*Task inputs*:
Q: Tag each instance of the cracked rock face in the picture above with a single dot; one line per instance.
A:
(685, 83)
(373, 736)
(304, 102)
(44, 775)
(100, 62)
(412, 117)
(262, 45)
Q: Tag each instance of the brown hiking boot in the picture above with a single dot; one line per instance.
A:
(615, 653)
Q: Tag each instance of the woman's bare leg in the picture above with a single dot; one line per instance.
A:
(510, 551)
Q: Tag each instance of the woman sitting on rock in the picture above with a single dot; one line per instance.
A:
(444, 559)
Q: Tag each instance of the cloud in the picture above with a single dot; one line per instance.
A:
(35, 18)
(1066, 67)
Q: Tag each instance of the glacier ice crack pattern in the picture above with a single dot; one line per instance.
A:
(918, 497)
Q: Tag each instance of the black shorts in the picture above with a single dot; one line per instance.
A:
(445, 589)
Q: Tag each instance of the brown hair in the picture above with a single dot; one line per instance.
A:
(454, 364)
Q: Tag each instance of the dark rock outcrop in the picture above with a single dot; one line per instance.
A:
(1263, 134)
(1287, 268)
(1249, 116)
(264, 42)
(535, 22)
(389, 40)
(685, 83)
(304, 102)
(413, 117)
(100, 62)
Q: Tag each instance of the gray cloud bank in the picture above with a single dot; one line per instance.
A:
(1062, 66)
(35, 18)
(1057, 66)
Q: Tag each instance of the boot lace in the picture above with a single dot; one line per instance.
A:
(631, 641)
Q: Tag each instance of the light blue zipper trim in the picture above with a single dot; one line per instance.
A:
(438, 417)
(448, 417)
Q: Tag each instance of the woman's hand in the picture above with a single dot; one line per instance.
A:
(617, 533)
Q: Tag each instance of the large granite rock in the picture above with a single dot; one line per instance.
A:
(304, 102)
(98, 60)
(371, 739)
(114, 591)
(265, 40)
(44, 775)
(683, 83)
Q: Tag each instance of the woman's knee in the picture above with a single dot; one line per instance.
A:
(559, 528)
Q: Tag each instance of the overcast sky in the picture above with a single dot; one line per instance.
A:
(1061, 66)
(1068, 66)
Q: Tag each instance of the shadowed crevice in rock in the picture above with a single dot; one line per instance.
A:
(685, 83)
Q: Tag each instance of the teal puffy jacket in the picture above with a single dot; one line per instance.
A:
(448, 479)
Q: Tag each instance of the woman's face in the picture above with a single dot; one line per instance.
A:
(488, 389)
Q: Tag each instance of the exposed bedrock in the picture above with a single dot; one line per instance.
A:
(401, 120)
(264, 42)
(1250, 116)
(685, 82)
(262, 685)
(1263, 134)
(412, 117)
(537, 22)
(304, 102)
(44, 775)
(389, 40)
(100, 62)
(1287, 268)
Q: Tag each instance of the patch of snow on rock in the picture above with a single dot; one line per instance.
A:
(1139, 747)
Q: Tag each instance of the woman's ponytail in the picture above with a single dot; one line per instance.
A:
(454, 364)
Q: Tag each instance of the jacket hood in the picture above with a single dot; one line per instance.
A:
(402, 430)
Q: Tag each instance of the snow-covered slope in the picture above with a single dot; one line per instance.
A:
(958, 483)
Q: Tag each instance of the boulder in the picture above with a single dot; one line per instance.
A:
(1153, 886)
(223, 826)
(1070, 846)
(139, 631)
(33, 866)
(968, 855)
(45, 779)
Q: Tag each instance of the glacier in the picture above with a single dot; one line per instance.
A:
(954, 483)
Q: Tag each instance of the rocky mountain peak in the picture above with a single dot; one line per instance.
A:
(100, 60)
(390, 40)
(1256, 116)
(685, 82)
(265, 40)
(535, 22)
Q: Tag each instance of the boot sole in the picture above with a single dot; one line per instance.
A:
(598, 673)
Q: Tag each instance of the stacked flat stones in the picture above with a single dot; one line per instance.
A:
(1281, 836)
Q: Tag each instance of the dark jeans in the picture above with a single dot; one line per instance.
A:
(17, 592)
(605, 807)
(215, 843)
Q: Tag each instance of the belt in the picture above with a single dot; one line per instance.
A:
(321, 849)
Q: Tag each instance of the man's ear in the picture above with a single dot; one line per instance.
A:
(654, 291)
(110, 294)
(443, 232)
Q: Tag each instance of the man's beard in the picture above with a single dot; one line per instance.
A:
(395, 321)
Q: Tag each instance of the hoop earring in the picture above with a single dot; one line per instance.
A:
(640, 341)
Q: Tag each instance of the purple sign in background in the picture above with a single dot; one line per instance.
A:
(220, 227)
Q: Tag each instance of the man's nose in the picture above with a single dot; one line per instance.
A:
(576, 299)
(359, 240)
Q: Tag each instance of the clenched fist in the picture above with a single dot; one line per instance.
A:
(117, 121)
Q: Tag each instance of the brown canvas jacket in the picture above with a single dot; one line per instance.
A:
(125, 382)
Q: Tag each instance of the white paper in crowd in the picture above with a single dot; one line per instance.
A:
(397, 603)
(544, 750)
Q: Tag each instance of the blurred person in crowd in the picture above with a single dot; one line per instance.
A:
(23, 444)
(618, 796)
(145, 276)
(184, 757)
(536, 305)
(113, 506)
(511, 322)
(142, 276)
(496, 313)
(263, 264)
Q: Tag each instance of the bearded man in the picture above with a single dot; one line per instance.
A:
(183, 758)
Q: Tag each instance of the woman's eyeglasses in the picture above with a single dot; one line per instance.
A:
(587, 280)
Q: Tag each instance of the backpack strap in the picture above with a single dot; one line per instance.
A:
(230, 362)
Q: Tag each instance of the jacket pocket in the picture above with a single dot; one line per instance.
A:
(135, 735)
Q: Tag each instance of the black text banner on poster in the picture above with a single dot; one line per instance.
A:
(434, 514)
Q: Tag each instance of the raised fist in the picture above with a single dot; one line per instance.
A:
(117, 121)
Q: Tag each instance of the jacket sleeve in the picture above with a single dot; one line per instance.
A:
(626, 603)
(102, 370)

*Request*:
Output the line containing "Q: Tag each instance of the bearded" and all lines after it to the end of the records, exactly as given.

*Task result*:
Q: Tag each instance of the bearded man in the picture above with a single dot; one line per instance.
A:
(183, 758)
Q: Tag each instance of the woman's eyeglasses in the picture above with a single dot; one line per instance.
A:
(587, 280)
Q: Tag each instance of the backpack strap in the picture above with a single dot; one line per instance.
A:
(230, 362)
Q: Tag each instance of the jacket pocket in the picture above with a single dot; one line per instance.
A:
(135, 735)
Q: Tag each instance of the black text banner on poster in the picture above with a single dot; one line per instance.
A:
(434, 514)
Q: Tag each instance of the raised fist in the picture above with a single dot; one line per instance.
A:
(117, 121)
Q: Tag each instance of the jacket sleeve in the picture above with a single dot; one line per instance.
A:
(626, 603)
(102, 370)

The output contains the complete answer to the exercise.